Text passage:
Honoring Philip Roth In Newark, Robert Caro Spoke Of Civil Rights, Power And Morality
In the future, when some scholarly young Jew flirts with bankruptcy while composing an engagingly voluminous biography of noted biographer-of-length Robert Caro, he or she might note the occasion, last week, upon which Caro took to a Newark Public Library Stage to deliver that institution’s Second Annual Philip Roth Lecture.
Worth particular observation would be two details.
First, Caro chose to open his talk on presidential responsibility and civil rights with a joke about a drunk rabbi. Roth was not in attendance; Roth, surely, would have approved.
Second, in detailing President Lyndon B. Johnson’s genius in arranging the 1964 passage of the Civil Rights Act – efforts temporally parallel to certain of Roth’s own acts of genius – Caro delivered a message of subtle literary homage with great contemporary relevance.
The first achievement was presaged by the author Joel Conarroe, who introduced Caro by noting, to laughs and expressions of chagrin, that both he and Roth had been honored at the White House “by a president who reads books.”

What to work on: Quote the passage on Robert Caro's Philip Roth Lecture word for word, starting with "First, Caro chose" and going on through "great contemporary relevance.". The listing that comes next is separate material and has no connection to the passage on Robert Caro's Philip Roth Lecture.

Stored data:
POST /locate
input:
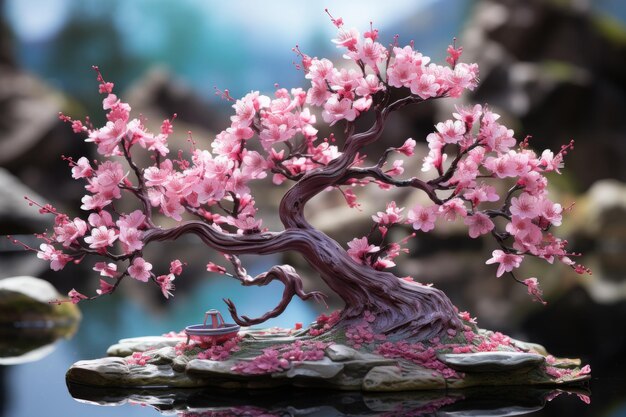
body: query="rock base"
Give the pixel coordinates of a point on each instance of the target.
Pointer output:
(278, 358)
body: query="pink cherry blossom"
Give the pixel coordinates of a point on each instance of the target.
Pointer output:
(106, 269)
(452, 209)
(551, 212)
(176, 267)
(534, 290)
(69, 231)
(550, 162)
(166, 285)
(102, 218)
(423, 218)
(451, 131)
(140, 269)
(82, 169)
(507, 261)
(131, 239)
(360, 248)
(391, 215)
(479, 224)
(468, 115)
(75, 296)
(211, 267)
(407, 148)
(525, 206)
(336, 110)
(482, 193)
(57, 259)
(436, 157)
(347, 39)
(101, 237)
(425, 86)
(105, 288)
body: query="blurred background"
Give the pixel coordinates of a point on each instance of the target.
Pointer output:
(553, 69)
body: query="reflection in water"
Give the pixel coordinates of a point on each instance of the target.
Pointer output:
(492, 401)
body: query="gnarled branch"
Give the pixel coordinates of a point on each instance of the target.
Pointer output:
(283, 273)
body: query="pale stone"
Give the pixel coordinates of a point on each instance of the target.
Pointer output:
(35, 288)
(323, 369)
(117, 373)
(392, 378)
(340, 353)
(164, 356)
(206, 368)
(179, 364)
(491, 361)
(127, 347)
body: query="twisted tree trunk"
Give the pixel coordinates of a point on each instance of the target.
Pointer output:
(402, 308)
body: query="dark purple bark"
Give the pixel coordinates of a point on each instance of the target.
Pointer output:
(402, 308)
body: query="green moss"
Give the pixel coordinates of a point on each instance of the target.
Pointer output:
(610, 28)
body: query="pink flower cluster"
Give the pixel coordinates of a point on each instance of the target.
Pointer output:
(221, 352)
(280, 358)
(361, 333)
(138, 358)
(324, 323)
(419, 354)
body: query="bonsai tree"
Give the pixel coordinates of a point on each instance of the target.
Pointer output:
(207, 192)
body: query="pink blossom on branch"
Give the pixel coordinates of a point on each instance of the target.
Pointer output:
(140, 270)
(507, 261)
(275, 138)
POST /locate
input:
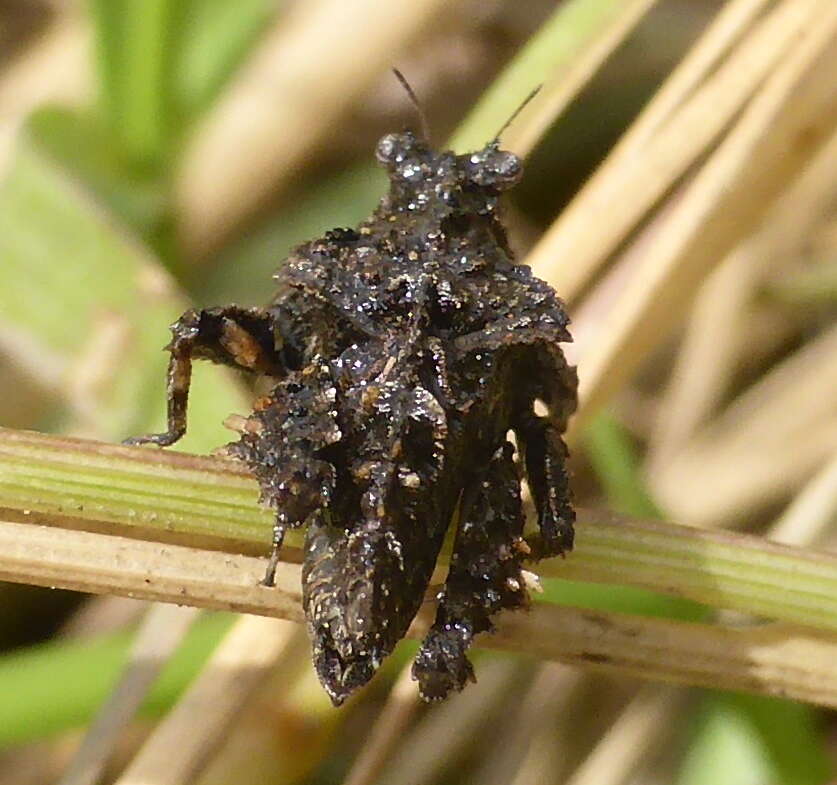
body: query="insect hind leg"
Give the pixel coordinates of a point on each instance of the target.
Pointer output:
(239, 337)
(484, 577)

Answer:
First, Caro chose to open his talk on presidential responsibility and civil rights with a joke about a drunk rabbi. Roth was not in attendance; Roth, surely, would have approved.
Second, in detailing President Lyndon B. Johnson’s genius in arranging the 1964 passage of the Civil Rights Act – efforts temporally parallel to certain of Roth’s own acts of genius – Caro delivered a message of subtle literary homage with great contemporary relevance.